Take mental safety precautions:
Your sanity is as important as your family's physical safety. Expect
some amount of stress and plan ahead as much as possible to keep
it to a minimum. Organize your shopping list and spread your shopping
activities out over a few weeks. Have the holiday dinner at someone
else's house if having it at yours is too much stress. See the tips
listed below for more ways to have a sane season.
3.
Involve your children in the preparation of the festivities:
Have your children help you with the all of the various aspect of
preparing for the holidays. Brainstorm menu items from a stack of
holiday recipes. Make holiday decorations together from ideas gathered
in family magazines or special holiday craft books. Some craft ideas
make excellent gift ideas. Start a holiday memory box. Save all
of the cards, bits of wrapping paper, special pictures, and other
odd assortments to review later in the year. Get excited about looking
in the mailbox for Christmas cards and let the children help decide
the best location for them. Make up a list of people to send your
holiday greeting. If your really ambitious make them up by hand.

★ ★ ★

#### Given instruction A:
According to the holiday tips, why should you save the cards, wrapping paper scraps and pictures in a holiday memory box?
#### Given instruction B:
Where do the holiday tips suggest gathering ideas for homemade decorations?
#### Given instruction C:
Write out the part of the holiday tips that begins at the words "Take mental safety" and stops after "a sane season.".

Pointing records

★ ★ ★

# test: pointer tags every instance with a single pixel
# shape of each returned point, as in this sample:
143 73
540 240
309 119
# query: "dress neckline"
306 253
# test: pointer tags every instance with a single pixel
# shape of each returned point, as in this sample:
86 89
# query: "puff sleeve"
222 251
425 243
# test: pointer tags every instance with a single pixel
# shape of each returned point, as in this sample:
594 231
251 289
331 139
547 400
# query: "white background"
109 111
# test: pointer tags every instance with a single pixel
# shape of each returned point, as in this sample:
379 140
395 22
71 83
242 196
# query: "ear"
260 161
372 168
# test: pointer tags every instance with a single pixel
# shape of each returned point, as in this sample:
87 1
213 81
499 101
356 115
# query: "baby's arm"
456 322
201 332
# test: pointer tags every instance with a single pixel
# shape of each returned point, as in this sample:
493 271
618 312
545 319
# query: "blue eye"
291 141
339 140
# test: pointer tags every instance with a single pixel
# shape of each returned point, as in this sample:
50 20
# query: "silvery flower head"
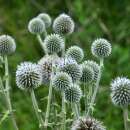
36 26
54 43
94 66
87 123
28 76
76 53
61 81
45 18
101 48
73 94
120 91
63 24
7 45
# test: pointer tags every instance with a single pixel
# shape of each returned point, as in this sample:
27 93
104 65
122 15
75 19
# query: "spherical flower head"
36 26
61 81
7 45
61 62
120 91
101 48
87 123
28 76
63 25
46 65
54 43
45 18
94 66
74 70
76 53
73 94
87 74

★ ★ ★

#### Task output A:
They are saved so the family can review them later in the year.

#### Task output B:
From family magazines or special holiday craft books.

#### Task output C:
Take mental safety precautions:
Your sanity is as important as your family's physical safety. Expect
some amount of stress and plan ahead as much as possible to keep
it to a minimum. Organize your shopping list and spread your shopping
activities out over a few weeks. Have the holiday dinner at someone
else's house if having it at yours is too much stress. See the tips
listed below for more ways to have a sane season.